SET PROBLEM:
Rewrite the lines from the first one up to and including the line with "left=225, top=161, right=254, bottom=190", replacing "supply" with "draw" and keeping everything else the same. Leave the pictures out of your answer.

╔══

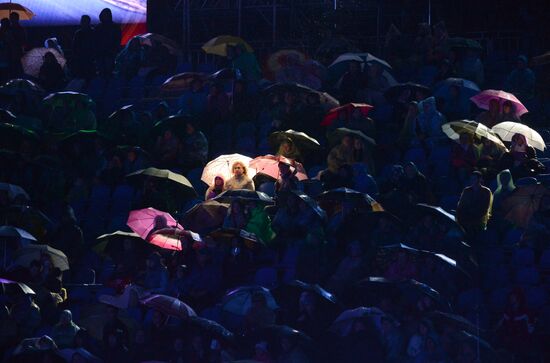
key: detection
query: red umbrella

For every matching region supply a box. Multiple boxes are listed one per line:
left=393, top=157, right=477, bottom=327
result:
left=470, top=89, right=529, bottom=117
left=321, top=103, right=374, bottom=126
left=248, top=155, right=308, bottom=180
left=126, top=208, right=183, bottom=240
left=141, top=295, right=197, bottom=319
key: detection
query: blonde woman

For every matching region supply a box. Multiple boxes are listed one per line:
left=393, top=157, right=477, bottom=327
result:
left=225, top=161, right=254, bottom=190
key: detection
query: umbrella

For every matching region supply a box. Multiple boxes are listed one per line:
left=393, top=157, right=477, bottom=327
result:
left=267, top=49, right=306, bottom=74
left=0, top=183, right=31, bottom=201
left=384, top=82, right=431, bottom=100
left=0, top=1, right=34, bottom=20
left=0, top=78, right=45, bottom=96
left=269, top=130, right=321, bottom=150
left=201, top=154, right=256, bottom=185
left=222, top=286, right=279, bottom=316
left=21, top=47, right=67, bottom=78
left=470, top=89, right=529, bottom=117
left=202, top=35, right=254, bottom=57
left=491, top=121, right=546, bottom=151
left=330, top=306, right=386, bottom=337
left=248, top=155, right=308, bottom=180
left=441, top=120, right=506, bottom=149
left=321, top=103, right=374, bottom=126
left=288, top=280, right=338, bottom=304
left=181, top=200, right=229, bottom=233
left=42, top=91, right=94, bottom=107
left=502, top=184, right=550, bottom=228
left=328, top=127, right=376, bottom=146
left=214, top=189, right=273, bottom=203
left=447, top=37, right=483, bottom=50
left=0, top=277, right=36, bottom=295
left=126, top=168, right=197, bottom=195
left=164, top=72, right=207, bottom=92
left=141, top=295, right=197, bottom=319
left=185, top=316, right=235, bottom=342
left=126, top=208, right=182, bottom=240
left=434, top=78, right=480, bottom=99
left=13, top=245, right=69, bottom=271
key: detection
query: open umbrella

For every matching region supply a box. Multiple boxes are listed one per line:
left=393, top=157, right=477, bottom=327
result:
left=141, top=295, right=197, bottom=319
left=164, top=72, right=207, bottom=92
left=470, top=89, right=529, bottom=117
left=0, top=1, right=34, bottom=20
left=21, top=47, right=67, bottom=78
left=13, top=245, right=69, bottom=271
left=222, top=286, right=279, bottom=316
left=491, top=121, right=546, bottom=151
left=214, top=189, right=273, bottom=204
left=321, top=103, right=374, bottom=126
left=126, top=167, right=197, bottom=195
left=502, top=184, right=550, bottom=228
left=0, top=277, right=36, bottom=295
left=180, top=200, right=229, bottom=233
left=269, top=130, right=321, bottom=150
left=441, top=120, right=506, bottom=149
left=126, top=208, right=182, bottom=240
left=434, top=78, right=480, bottom=99
left=330, top=306, right=386, bottom=337
left=328, top=127, right=376, bottom=146
left=201, top=154, right=256, bottom=185
left=248, top=155, right=308, bottom=180
left=201, top=35, right=254, bottom=57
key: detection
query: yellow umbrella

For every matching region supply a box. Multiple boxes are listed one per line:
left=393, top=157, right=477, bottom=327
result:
left=202, top=35, right=254, bottom=57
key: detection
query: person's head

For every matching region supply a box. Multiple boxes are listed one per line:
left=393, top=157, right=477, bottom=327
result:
left=502, top=100, right=514, bottom=115
left=99, top=8, right=113, bottom=24
left=10, top=11, right=19, bottom=25
left=80, top=15, right=92, bottom=28
left=231, top=161, right=248, bottom=177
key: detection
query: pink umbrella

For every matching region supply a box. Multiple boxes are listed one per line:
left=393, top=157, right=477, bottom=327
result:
left=470, top=89, right=529, bottom=117
left=248, top=155, right=308, bottom=180
left=126, top=208, right=183, bottom=240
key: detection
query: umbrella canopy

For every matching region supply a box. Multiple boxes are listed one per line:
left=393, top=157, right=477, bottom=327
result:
left=0, top=277, right=36, bottom=295
left=201, top=154, right=256, bottom=185
left=0, top=1, right=34, bottom=20
left=269, top=129, right=321, bottom=150
left=13, top=245, right=69, bottom=271
left=470, top=89, right=529, bottom=117
left=42, top=91, right=94, bottom=107
left=126, top=208, right=182, bottom=240
left=141, top=295, right=197, bottom=319
left=248, top=155, right=308, bottom=180
left=434, top=78, right=480, bottom=99
left=164, top=72, right=207, bottom=92
left=126, top=168, right=197, bottom=195
left=267, top=49, right=306, bottom=74
left=502, top=184, right=550, bottom=228
left=0, top=183, right=31, bottom=201
left=202, top=35, right=254, bottom=57
left=21, top=47, right=67, bottom=78
left=491, top=121, right=546, bottom=151
left=180, top=200, right=229, bottom=233
left=441, top=120, right=506, bottom=149
left=328, top=127, right=376, bottom=146
left=330, top=306, right=386, bottom=337
left=0, top=226, right=36, bottom=244
left=222, top=286, right=279, bottom=316
left=214, top=189, right=273, bottom=203
left=321, top=103, right=374, bottom=126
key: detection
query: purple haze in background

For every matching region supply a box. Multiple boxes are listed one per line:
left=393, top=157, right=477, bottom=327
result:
left=14, top=0, right=147, bottom=26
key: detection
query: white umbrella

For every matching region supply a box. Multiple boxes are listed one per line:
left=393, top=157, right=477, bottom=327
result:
left=491, top=121, right=546, bottom=151
left=201, top=154, right=256, bottom=185
left=21, top=48, right=67, bottom=78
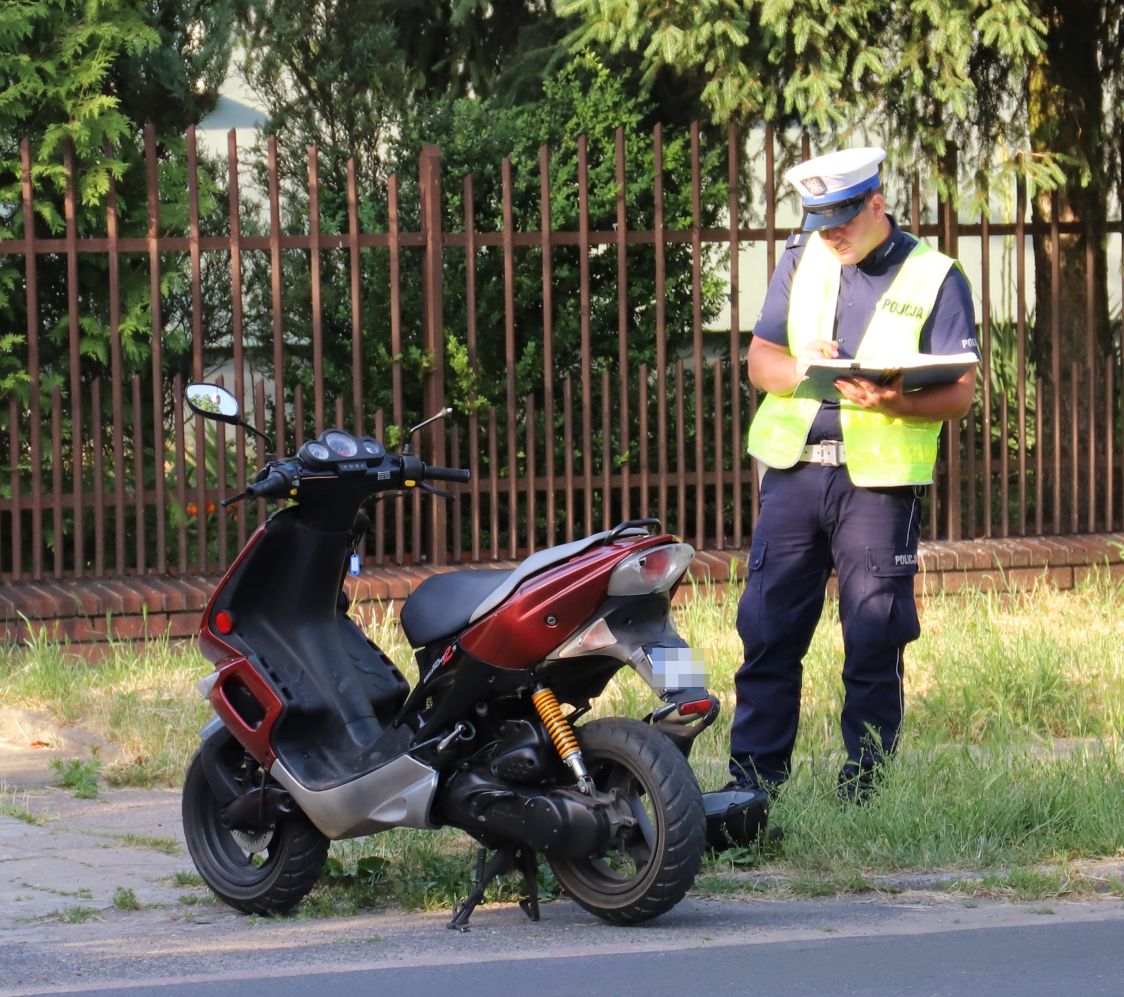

╚══

ANSWER:
key: detection
query: red umbrella

For every matching region draw a box. Multiple boxes are listed one per line:
left=393, top=157, right=477, bottom=327
result:
left=470, top=89, right=529, bottom=117
left=321, top=103, right=374, bottom=126
left=248, top=155, right=308, bottom=180
left=126, top=208, right=183, bottom=240
left=141, top=295, right=197, bottom=319
key: detection
query: blonde woman

For every matching region draw a box. Multiple boxes are listed one per line:
left=393, top=157, right=477, bottom=327
result:
left=225, top=161, right=254, bottom=190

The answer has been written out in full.